- EXERCISE REQUIREMENTS:
Answer these questions using the excerpt below on multiple description encoding:
(a) Besides waveform direction, what feature is named as suitable for transmission as side-information?
(b) What is the diversity provided by the delay between block descriptions called?
(c) What extra cost is avoided by grouping block descriptions of different blocks in the same packet?

- EXCERPT TO READ:
** Start **

Some of the above features can be extracted per sample or per block of samples in the encoder and transmitted as side-information. Waveform direction is an example of such a feature suitable for transmission as side-information, for example, by use of a high-dimensional block code. A voiced/unvoiced classification is another. The side-information results in a product code for the lossless encoding. The encoding of this product code can be made either sequentially or with analysis-by-synthesis.

However, the advantage of the bit rate reduction by lossless encoding/decoding based on predictions is less significant, and the bandwidth still a problem, if a very large overhead in the form of a header is added to the encoded information before transmission of the data packet. This problem will occur if multiple descriptions of the digital signal is used in order to obtain diversity, a problem which however is solved by the present invention.

In one embodiment, the encoder/decoder of the present invention is a multiple description encoder/decoder, i.e. an encoder/decoder which generates/receives at least two different descriptions of a digital signal. Thus, the multiple descriptions thereby provide multiple block descriptions for each block of digital samples.

The invention provides diversity based on multiple descriptions by transmitting/receiving different individual block descriptions of the same block of digital samples in different data packets at different time instances. This so called time diversity provided by the delay between the block descriptions is particularly advantageous when a time localized bottleneck occurs in the packet switched network, since the chance of receiving at least one of the block descriptions of a certain block increases when the different block descriptions are transmitted at different points in time in different packets. In some embodiments, a predefined time interval between the transmissions of two individual block descriptions of the same block of digital samples is introduced.

Advantageously, block descriptions of different descriptions of the digital signal and relating to different blocks of digital samples are grouped together in the same packet. At least two consecutive blocks are represented by individual block descriptions from different descriptions of the digital signal. This is advantageous since it avoids the extra overhead required by the headers of the packets that transmit the different block descriptions for one and the same block of digital samples, while still only one block description of a specific block of digital samples is lost or delayed when a packet is lost or delayed.

** End **

- DATA:

** Start **

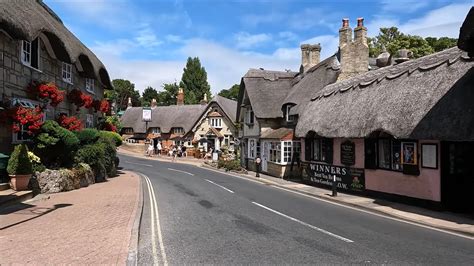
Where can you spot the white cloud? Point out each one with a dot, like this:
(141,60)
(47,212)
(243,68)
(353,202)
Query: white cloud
(246,40)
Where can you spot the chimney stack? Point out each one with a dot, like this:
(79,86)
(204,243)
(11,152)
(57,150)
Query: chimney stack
(353,54)
(310,55)
(180,97)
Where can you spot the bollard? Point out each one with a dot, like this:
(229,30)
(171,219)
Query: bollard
(334,186)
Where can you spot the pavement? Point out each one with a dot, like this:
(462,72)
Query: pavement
(91,225)
(454,222)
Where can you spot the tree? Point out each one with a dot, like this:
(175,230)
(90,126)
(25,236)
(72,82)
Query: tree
(194,81)
(148,95)
(232,93)
(394,40)
(123,90)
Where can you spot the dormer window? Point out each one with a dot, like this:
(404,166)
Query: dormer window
(30,53)
(178,130)
(67,72)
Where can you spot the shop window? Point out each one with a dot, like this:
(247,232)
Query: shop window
(30,53)
(67,72)
(320,149)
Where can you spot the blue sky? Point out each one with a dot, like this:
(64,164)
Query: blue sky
(148,41)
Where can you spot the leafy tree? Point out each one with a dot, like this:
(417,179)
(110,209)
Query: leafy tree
(394,40)
(232,93)
(123,90)
(194,81)
(148,95)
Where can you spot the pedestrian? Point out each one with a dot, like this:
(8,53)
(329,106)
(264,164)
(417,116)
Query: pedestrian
(158,147)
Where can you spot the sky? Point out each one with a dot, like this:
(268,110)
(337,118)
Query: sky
(148,42)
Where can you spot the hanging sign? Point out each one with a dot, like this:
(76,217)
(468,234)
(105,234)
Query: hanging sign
(348,153)
(146,115)
(349,179)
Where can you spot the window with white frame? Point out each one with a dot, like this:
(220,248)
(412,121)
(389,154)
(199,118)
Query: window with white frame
(30,53)
(67,72)
(178,130)
(249,116)
(155,130)
(89,120)
(90,85)
(216,122)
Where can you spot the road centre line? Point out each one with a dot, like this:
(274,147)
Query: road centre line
(149,165)
(303,223)
(176,170)
(219,185)
(376,214)
(154,210)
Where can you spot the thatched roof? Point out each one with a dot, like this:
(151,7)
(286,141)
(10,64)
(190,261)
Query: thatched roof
(29,19)
(427,98)
(164,117)
(266,91)
(312,81)
(466,34)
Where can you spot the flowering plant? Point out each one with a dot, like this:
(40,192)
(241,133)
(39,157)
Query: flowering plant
(71,123)
(47,91)
(30,118)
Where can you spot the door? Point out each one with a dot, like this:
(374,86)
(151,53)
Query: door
(265,155)
(457,176)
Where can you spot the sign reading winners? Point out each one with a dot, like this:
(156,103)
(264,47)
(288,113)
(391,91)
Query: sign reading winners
(350,179)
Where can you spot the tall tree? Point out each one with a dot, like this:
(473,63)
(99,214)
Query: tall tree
(394,40)
(123,90)
(232,93)
(148,95)
(194,81)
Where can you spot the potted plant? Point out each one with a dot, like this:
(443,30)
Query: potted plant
(19,168)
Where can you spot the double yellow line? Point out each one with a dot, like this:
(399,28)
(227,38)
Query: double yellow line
(155,224)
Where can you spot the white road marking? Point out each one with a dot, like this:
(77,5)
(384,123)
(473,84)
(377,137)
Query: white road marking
(149,165)
(154,210)
(305,224)
(176,170)
(377,214)
(219,185)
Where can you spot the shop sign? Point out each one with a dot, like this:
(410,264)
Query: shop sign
(348,153)
(349,179)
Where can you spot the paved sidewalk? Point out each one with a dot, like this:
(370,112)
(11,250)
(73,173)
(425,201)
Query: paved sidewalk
(91,225)
(453,222)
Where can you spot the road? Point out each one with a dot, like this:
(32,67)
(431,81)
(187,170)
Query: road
(204,216)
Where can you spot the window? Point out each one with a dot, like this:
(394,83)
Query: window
(155,130)
(289,118)
(67,72)
(249,117)
(252,148)
(320,149)
(89,120)
(178,130)
(90,85)
(216,122)
(30,53)
(389,154)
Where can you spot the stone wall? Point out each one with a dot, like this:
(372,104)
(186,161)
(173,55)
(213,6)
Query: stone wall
(15,77)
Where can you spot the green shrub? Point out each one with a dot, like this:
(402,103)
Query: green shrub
(19,163)
(87,136)
(116,138)
(94,156)
(55,145)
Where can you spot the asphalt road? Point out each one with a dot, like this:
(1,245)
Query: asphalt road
(203,216)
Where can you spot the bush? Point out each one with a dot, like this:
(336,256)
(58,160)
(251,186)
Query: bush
(233,165)
(94,156)
(87,136)
(19,163)
(116,138)
(55,145)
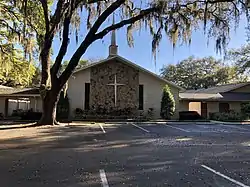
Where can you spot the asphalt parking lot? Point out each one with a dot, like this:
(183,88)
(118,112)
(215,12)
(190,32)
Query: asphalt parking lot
(128,154)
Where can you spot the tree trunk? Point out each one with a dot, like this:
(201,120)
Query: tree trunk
(49,108)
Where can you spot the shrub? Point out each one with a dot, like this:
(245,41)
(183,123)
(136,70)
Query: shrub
(167,103)
(78,112)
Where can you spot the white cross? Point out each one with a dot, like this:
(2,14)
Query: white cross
(115,84)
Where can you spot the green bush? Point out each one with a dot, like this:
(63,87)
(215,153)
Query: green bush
(167,103)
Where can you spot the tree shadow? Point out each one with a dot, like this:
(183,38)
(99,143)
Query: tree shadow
(72,156)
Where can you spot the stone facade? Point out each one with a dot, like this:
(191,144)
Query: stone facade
(102,95)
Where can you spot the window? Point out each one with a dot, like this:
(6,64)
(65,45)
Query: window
(87,92)
(224,107)
(140,97)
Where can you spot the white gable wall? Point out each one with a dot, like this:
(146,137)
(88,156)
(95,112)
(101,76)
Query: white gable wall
(76,89)
(153,93)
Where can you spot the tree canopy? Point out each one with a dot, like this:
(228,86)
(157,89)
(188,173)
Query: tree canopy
(45,19)
(17,71)
(240,57)
(195,73)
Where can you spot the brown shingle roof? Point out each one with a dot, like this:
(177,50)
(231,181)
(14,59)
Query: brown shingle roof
(4,90)
(219,89)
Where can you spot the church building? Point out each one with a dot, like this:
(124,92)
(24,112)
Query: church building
(115,84)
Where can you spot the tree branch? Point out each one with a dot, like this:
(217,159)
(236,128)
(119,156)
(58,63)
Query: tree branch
(46,14)
(132,20)
(90,38)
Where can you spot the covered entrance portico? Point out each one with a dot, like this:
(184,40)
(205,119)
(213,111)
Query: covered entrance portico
(17,100)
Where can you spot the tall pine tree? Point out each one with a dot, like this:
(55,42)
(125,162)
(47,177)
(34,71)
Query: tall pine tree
(167,103)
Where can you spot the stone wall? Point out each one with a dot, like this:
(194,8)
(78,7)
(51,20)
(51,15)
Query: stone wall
(103,95)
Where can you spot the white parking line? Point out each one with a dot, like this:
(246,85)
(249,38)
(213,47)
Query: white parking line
(103,178)
(103,130)
(176,128)
(224,176)
(241,128)
(145,130)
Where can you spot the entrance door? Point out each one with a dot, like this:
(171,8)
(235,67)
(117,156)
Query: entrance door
(204,110)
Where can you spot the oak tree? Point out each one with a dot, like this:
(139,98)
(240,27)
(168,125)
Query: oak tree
(177,18)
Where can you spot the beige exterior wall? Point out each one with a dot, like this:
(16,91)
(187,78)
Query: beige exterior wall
(153,93)
(212,107)
(195,106)
(76,89)
(244,89)
(36,104)
(236,106)
(2,105)
(183,105)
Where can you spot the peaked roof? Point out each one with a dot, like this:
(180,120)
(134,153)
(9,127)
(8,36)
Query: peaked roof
(219,89)
(129,63)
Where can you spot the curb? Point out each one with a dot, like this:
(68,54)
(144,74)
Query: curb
(231,123)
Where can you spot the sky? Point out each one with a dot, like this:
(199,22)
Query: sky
(141,52)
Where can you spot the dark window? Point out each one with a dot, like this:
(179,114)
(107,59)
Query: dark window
(140,97)
(224,107)
(87,92)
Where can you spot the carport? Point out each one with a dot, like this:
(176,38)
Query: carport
(19,98)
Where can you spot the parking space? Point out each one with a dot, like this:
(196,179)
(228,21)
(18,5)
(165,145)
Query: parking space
(131,154)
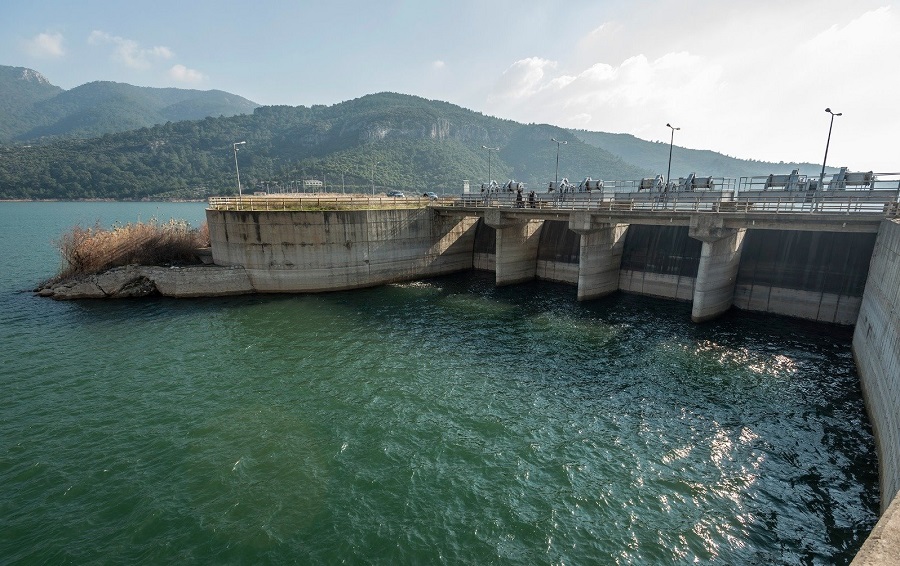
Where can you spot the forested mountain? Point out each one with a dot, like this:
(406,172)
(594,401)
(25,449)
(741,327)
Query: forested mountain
(655,156)
(397,141)
(20,90)
(391,141)
(33,110)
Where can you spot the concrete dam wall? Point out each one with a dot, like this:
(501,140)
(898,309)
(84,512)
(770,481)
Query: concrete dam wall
(876,348)
(812,275)
(313,251)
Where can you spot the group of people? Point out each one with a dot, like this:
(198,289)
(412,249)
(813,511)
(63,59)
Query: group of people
(520,202)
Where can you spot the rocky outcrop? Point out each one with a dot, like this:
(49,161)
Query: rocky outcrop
(145,281)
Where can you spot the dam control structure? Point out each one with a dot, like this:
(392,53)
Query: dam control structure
(831,256)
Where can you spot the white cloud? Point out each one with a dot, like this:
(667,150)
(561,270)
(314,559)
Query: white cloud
(45,46)
(522,80)
(182,74)
(754,86)
(129,52)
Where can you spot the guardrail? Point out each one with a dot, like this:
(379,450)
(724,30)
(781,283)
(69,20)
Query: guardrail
(319,202)
(838,181)
(880,202)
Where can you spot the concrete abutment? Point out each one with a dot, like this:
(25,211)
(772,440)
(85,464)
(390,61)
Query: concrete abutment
(720,258)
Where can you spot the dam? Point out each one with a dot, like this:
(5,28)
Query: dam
(833,258)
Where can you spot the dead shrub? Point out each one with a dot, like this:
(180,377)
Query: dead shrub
(87,251)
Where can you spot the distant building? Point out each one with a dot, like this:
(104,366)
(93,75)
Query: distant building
(312,185)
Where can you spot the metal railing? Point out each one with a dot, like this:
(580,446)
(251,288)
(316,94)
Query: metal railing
(837,181)
(299,202)
(881,202)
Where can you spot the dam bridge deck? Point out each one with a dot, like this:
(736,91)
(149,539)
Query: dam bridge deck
(846,211)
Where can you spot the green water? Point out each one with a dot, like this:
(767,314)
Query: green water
(442,421)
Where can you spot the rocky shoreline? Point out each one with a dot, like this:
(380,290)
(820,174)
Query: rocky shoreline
(134,281)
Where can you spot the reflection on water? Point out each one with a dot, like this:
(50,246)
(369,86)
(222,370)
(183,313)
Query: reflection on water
(438,421)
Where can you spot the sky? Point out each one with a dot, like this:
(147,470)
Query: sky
(750,79)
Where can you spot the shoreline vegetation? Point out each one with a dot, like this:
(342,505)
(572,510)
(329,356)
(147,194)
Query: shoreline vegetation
(91,251)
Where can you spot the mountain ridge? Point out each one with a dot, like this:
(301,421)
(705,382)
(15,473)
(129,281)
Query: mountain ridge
(374,142)
(34,110)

** End **

- RESPONSE TO THIS TASK:
(a) A voiced/unvoiced classification.
(b) Time diversity.
(c) The extra overhead required by the headers of the packets that transmit the different block descriptions for one and the same block of digital samples.